Set exercise ▸ Please copy the data below line for line, reproducing every character without change.

Available records ▸

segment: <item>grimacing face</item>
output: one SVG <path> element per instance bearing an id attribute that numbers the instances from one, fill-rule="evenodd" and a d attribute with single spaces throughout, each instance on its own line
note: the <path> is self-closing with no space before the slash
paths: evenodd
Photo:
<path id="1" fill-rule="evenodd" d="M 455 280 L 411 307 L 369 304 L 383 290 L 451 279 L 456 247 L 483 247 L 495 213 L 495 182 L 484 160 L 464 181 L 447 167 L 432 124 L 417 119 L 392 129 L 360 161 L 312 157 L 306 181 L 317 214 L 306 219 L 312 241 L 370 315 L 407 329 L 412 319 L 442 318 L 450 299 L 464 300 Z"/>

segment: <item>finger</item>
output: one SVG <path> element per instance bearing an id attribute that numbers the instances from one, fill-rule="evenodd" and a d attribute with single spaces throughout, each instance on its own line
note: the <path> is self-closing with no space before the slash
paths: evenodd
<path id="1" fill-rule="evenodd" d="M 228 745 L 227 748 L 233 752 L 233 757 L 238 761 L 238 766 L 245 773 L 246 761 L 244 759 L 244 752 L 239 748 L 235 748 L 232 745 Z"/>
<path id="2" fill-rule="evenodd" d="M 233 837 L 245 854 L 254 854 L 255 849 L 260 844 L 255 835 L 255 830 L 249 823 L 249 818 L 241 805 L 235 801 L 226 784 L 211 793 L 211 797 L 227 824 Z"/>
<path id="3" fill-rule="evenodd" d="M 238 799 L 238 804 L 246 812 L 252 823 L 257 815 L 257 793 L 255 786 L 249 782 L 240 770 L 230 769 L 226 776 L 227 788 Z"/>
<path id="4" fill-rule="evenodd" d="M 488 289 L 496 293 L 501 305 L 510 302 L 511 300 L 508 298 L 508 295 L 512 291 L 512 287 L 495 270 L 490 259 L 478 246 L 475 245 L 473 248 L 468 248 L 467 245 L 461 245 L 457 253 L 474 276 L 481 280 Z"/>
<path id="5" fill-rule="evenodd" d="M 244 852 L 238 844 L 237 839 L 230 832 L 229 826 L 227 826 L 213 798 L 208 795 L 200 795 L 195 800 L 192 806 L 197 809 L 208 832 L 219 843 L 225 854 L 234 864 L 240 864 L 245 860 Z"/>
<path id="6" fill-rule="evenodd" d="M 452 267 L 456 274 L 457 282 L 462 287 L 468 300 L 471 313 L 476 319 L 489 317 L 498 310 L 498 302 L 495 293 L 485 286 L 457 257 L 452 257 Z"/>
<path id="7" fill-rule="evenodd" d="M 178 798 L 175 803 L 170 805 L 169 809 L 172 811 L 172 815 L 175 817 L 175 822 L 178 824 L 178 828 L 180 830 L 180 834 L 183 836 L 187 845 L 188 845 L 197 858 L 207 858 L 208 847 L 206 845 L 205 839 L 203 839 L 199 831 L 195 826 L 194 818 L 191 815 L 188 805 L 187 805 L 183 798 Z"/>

Reply ▸
segment: <item>grimacing face</item>
output: one SVG <path> element per instance bearing an id attribute that numbers the instances from one, fill-rule="evenodd" and a d attribute with single spaces throughout, each instance on its own line
note: the <path> is self-closing with no space before the slash
paths: evenodd
Photo:
<path id="1" fill-rule="evenodd" d="M 455 280 L 411 307 L 369 304 L 383 290 L 451 279 L 456 247 L 483 247 L 495 213 L 495 182 L 484 160 L 464 181 L 447 167 L 432 124 L 417 119 L 392 129 L 360 161 L 312 157 L 306 181 L 317 214 L 306 219 L 312 241 L 370 315 L 407 329 L 412 319 L 442 318 L 450 299 L 464 300 Z"/>

segment: <item>finger</item>
output: one SVG <path> element per instance bearing an id attribute that numbers the instances from one, fill-rule="evenodd" and a d attribute with single spaces throughout, each instance on its own line
note: the <path> is self-closing with no space before the slash
paths: evenodd
<path id="1" fill-rule="evenodd" d="M 228 745 L 227 748 L 233 752 L 233 757 L 238 761 L 238 766 L 245 773 L 246 761 L 244 759 L 244 752 L 239 748 L 235 748 L 232 745 Z"/>
<path id="2" fill-rule="evenodd" d="M 233 837 L 245 854 L 254 854 L 255 849 L 260 844 L 255 835 L 255 830 L 249 823 L 249 818 L 241 805 L 235 801 L 226 784 L 211 793 L 211 797 L 227 824 Z"/>
<path id="3" fill-rule="evenodd" d="M 238 799 L 238 804 L 246 812 L 252 823 L 257 815 L 257 793 L 255 786 L 249 782 L 240 770 L 230 769 L 226 776 L 227 788 Z"/>
<path id="4" fill-rule="evenodd" d="M 488 289 L 496 293 L 501 305 L 510 302 L 511 300 L 508 298 L 508 295 L 512 291 L 512 287 L 495 270 L 490 259 L 478 246 L 475 245 L 473 248 L 468 248 L 467 245 L 461 245 L 457 253 L 474 276 L 481 280 Z"/>
<path id="5" fill-rule="evenodd" d="M 244 852 L 238 844 L 237 839 L 230 832 L 229 826 L 227 826 L 213 798 L 208 795 L 200 795 L 195 800 L 192 806 L 197 809 L 208 832 L 219 843 L 225 854 L 234 864 L 240 864 L 245 860 Z"/>
<path id="6" fill-rule="evenodd" d="M 452 267 L 456 274 L 457 282 L 462 287 L 468 300 L 471 313 L 476 319 L 489 317 L 498 310 L 498 302 L 495 293 L 485 286 L 457 257 L 452 257 Z"/>
<path id="7" fill-rule="evenodd" d="M 178 798 L 175 803 L 170 805 L 169 809 L 172 811 L 172 815 L 175 817 L 175 822 L 178 824 L 178 828 L 180 830 L 180 834 L 183 836 L 187 845 L 188 845 L 197 858 L 207 858 L 208 847 L 206 845 L 205 839 L 203 839 L 199 831 L 195 826 L 194 818 L 191 815 L 188 805 L 187 805 L 183 798 Z"/>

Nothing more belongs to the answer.